MATERIAL SUPPLIED ::
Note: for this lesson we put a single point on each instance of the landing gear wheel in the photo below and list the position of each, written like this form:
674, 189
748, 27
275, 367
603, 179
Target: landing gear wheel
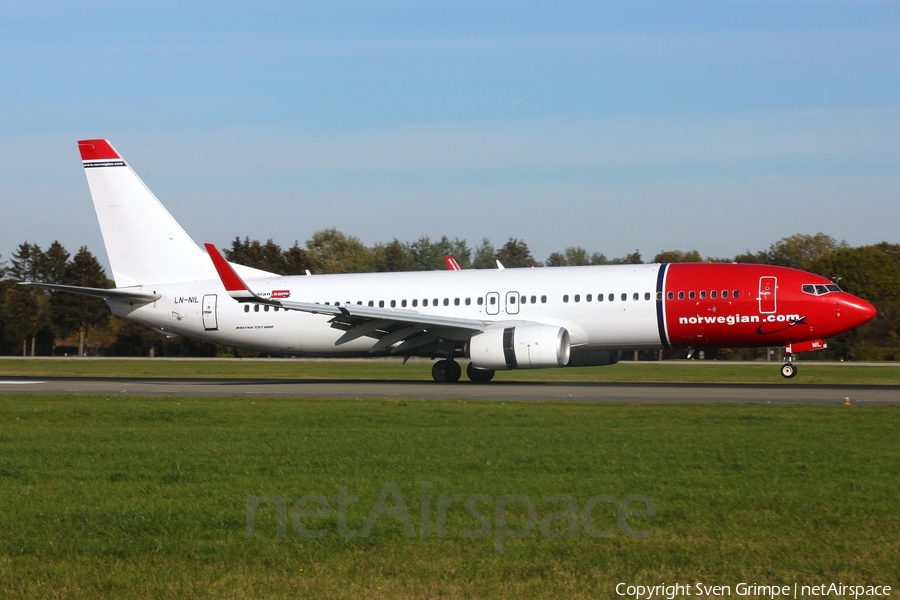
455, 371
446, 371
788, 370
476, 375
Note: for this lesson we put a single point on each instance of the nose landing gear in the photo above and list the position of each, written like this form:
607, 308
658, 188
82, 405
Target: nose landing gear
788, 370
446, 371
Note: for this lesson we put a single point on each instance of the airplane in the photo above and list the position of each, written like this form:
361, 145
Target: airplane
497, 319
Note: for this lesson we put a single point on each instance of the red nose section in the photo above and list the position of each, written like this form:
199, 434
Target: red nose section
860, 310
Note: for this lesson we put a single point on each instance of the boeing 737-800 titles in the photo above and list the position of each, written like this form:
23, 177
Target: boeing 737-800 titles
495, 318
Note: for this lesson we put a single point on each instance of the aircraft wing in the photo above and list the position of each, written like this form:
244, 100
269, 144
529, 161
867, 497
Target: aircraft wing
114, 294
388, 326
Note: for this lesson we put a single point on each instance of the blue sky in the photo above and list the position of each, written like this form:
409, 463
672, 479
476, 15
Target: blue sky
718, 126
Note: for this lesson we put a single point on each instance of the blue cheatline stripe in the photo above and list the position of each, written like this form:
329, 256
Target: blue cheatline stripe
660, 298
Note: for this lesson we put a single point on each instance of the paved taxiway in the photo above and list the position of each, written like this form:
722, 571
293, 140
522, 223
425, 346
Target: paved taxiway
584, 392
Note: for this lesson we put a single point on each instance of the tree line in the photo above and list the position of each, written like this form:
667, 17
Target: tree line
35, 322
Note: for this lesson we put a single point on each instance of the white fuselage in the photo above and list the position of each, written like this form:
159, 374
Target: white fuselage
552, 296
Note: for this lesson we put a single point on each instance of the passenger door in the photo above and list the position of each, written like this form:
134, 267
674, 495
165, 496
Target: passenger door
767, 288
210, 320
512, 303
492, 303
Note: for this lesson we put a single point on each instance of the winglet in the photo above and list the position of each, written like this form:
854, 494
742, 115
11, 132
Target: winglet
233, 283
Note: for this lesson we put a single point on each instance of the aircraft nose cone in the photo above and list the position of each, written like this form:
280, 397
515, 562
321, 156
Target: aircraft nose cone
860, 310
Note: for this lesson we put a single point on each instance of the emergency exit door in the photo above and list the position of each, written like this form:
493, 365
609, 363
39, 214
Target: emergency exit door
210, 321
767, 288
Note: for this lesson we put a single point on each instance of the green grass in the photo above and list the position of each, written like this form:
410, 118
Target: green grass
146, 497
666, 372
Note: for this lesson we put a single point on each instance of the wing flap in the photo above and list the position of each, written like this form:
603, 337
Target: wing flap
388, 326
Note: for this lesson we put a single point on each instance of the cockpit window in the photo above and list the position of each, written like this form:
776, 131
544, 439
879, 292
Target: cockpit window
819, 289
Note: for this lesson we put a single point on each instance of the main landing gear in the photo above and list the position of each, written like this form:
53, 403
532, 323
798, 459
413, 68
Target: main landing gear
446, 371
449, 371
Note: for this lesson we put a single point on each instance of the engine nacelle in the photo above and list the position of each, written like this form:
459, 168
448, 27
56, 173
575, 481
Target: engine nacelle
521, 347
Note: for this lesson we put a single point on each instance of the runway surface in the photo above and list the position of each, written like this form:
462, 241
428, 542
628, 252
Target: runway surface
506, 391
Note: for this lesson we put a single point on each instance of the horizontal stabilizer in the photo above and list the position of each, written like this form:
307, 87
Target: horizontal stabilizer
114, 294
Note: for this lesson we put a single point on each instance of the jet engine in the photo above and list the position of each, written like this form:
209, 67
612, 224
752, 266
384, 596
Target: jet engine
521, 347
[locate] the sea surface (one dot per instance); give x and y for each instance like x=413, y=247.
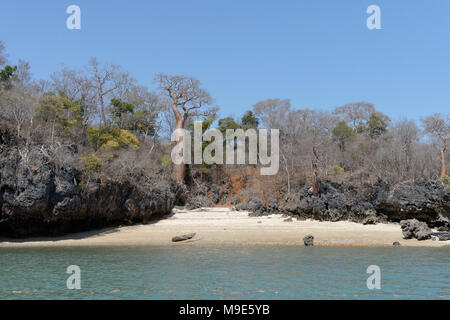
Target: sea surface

WORK ITEM ::
Copy out all the data above exactly, pictures excluded.

OUTPUT FOR THIS EXERCISE ::
Note: for this lesson we put a single point on each instance of the landing gear wheel in the photo below and list the position of each, written like this form:
674, 189
748, 27
275, 367
603, 179
Target: landing gear wheel
455, 371
446, 371
788, 370
476, 375
Note: for this lesson we put a single point on each instance of the nose landing gear in the photo above and list the position of each, written like this form:
607, 308
658, 188
82, 405
Target: nose landing gear
788, 370
446, 371
Note: for this lesson we put a single point on each instance of the airplane in the photo above and list the position of each, written like this form:
361, 145
Target: airplane
497, 319
Note: for this lesson we put a single point on each instance of the red nose section in the photo above and list the position of each, written like this form:
199, 434
Target: red nose section
860, 310
Note: for this lesson we put a single point on each instance of the boeing 737-800 titles in the photo above and list the position of each, written like this form:
23, 177
Target: boeing 737-800 titles
495, 318
Note: for this lesson we put a single point on each instance of the aircraft wing in the photo above and list the position of each, written like this form:
244, 100
269, 144
529, 161
867, 497
Target: aircraft wing
114, 294
388, 326
Note: for this lesson we put a single point on each instance of the blue sky in the photo above and list the position of each, written like this form:
409, 463
672, 479
476, 15
Target: blue sky
718, 126
Note: for this lesson we put a single point on each instance of the blue cheatline stripe in the photo above and list the position of each, written like this form:
329, 256
Target: blue cheatline stripe
660, 298
Note: for this lesson we put a single point on each instance of the paved taxiway in the photo above and list the position of each, written like this form:
722, 571
293, 140
522, 223
425, 346
Target: paved taxiway
584, 392
Note: for this lesson we put a single point on each instance of the tree line in the photo above and list the position of each, written like this form:
667, 17
Target: tree line
35, 322
Note: for this lesson we put a single point on each instance of the white fuselage in the photo above and list the position of each, written like this form:
159, 374
Target: white fuselage
552, 296
Note: for this lesson we put a single point on each instance of the passenger door in the photo above and list the position of each, written like this form:
134, 267
674, 495
165, 496
Target: passenger door
767, 288
210, 320
512, 303
492, 303
Note: for this lesson we put a single point on each instance of the winglet in the photo above and list the position of each, written like this form:
854, 494
742, 115
11, 132
Target: winglet
233, 283
Note: for this lesson we put a single point on each instance of the aircraft nose cone in the photo above and list the position of each, written like this form:
280, 397
515, 562
321, 156
Target: aircraft nose cone
860, 310
Note: for this lesson we put a single point on each instance of the emergency exit door in the photo above and list the position of each, written like this form:
493, 365
609, 363
39, 214
Target: emergency exit door
210, 321
767, 288
Note: for this lesson we put a single point on each instance of the green grass in the photo above and list the position of each, written like this form:
410, 118
Target: green grass
146, 497
666, 372
Note: for this lesson we put a single point on each instance of the wing flap in the photo above and list the position of each, written like this form:
603, 337
Target: wing flap
388, 326
Note: for this lesson we put a single point on each instance of the cockpit window in the photo above and list the position of each, written like this form:
776, 131
544, 439
879, 292
Target: cockpit window
819, 289
Note: for this lesson we put a single point on each instance of the main landing gear in the photo above and list the position of each, written like this form:
53, 403
532, 323
798, 459
413, 68
Target: main landing gear
446, 371
449, 371
Note: for this lesson we put a single point on each instance of the engine nacelle in the photo above and list the position of each, written like this form:
459, 168
448, 27
56, 173
575, 481
Target: engine nacelle
521, 347
Note: for this lesson we put a single point on each instance of the runway surface in the photo above and list the position of each, written like this form:
462, 241
428, 542
628, 252
Target: runway surface
506, 391
Note: for this lesson we put a single point on each instance of the horizontal stabilizer in the photo above and list the position of each, written like this form:
307, 87
Target: horizontal stabilizer
114, 294
Note: for this lesson we put a single point on each instance of the jet engine in the photo above and list the position of each, written like this form:
209, 67
612, 224
752, 266
384, 596
Target: jet engine
521, 347
[locate] the sea surface (one dot per instance); give x and y for each instance like x=413, y=247.
Target: sea surface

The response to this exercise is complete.